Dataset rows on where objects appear
Begin

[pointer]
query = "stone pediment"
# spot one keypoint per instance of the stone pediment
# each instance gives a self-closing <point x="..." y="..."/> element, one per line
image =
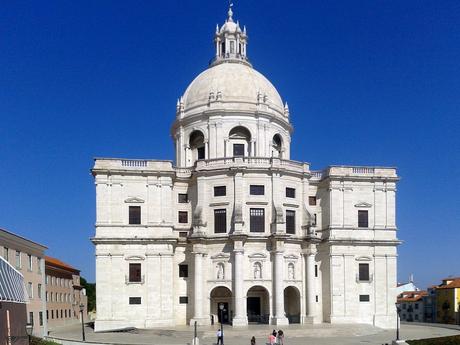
<point x="134" y="258"/>
<point x="220" y="256"/>
<point x="134" y="200"/>
<point x="363" y="204"/>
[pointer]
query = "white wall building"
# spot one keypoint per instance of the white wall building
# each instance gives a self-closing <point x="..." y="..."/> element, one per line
<point x="235" y="221"/>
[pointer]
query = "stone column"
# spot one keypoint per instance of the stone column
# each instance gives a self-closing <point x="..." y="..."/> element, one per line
<point x="279" y="317"/>
<point x="240" y="318"/>
<point x="198" y="291"/>
<point x="311" y="285"/>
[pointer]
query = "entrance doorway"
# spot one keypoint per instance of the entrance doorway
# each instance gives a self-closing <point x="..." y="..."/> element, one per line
<point x="258" y="305"/>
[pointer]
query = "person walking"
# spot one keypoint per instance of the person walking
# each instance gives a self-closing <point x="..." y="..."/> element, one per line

End

● **EXERCISE DETAILS**: Set down the lines of the records above exactly, apart from the pictures.

● **COMPLETED EXERCISE**:
[pointer]
query = "stone pediment"
# spot one keypoint per instance of the stone pediment
# each instance gives a self-closing <point x="..." y="..."/> element, one per line
image =
<point x="134" y="258"/>
<point x="220" y="256"/>
<point x="134" y="200"/>
<point x="363" y="204"/>
[pointer]
query = "white wall building"
# spot one keypoint per instance of the white wall building
# each instance gives a self-closing <point x="..." y="..."/> element, one per line
<point x="235" y="221"/>
[pointer]
query = "stone column"
# spot one keypoint per instance of the stone column
# each instance gives a self-closing <point x="..." y="..."/> element, one per line
<point x="279" y="317"/>
<point x="240" y="318"/>
<point x="198" y="291"/>
<point x="311" y="285"/>
[pointer]
query = "entrance doorway"
# spot one keypoint per instance of the entrance doorway
# each instance gives a self-closing <point x="..." y="..."/> element, one per line
<point x="258" y="305"/>
[pointer]
query = "person walking"
# spot one keypoint per instance of the person walking
# each instance gives a self-closing <point x="..." y="..."/> element, one per line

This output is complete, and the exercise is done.